Source records
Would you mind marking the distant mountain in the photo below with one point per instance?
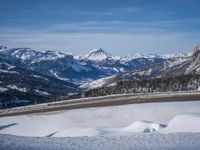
(171, 67)
(112, 65)
(30, 76)
(59, 65)
(19, 86)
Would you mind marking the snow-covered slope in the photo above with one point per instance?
(56, 64)
(96, 64)
(174, 65)
(19, 86)
(107, 121)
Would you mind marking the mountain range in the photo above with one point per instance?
(34, 76)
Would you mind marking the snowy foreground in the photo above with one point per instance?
(168, 125)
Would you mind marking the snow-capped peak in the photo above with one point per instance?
(98, 55)
(138, 55)
(180, 55)
(3, 48)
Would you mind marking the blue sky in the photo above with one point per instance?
(118, 26)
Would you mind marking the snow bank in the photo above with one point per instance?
(143, 126)
(106, 121)
(183, 123)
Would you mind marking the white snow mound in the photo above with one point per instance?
(183, 123)
(142, 126)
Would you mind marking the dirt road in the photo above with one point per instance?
(101, 101)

Request → Give again the lines from the line holding "Would you mind marking the snow-covered" through the close of the listing, both included, exactly as written and with nothing else.

Solved problem →
Would you mind marking the snow-covered slope in the photo above with one point per instance?
(56, 64)
(96, 64)
(174, 65)
(19, 86)
(107, 121)
Would you mind marking the mountain range in the photo above with one point per instance?
(34, 76)
Would you mind marking the snowy foreground in the photo above with one point per instance?
(168, 125)
Would you mind marking the snow-capped peak in the photo above with one point per instance?
(98, 55)
(138, 55)
(180, 55)
(3, 48)
Would you mind marking the blue sky in the photo above with one point per instance?
(118, 26)
Would you mind marking the snow bank in the photo above with one point per instance?
(143, 126)
(106, 121)
(183, 123)
Would you mind marking the white snow mound in the photo above with one point per instance?
(183, 123)
(142, 126)
Would you mind marking the dirt road in the photo above with one point per instance?
(101, 101)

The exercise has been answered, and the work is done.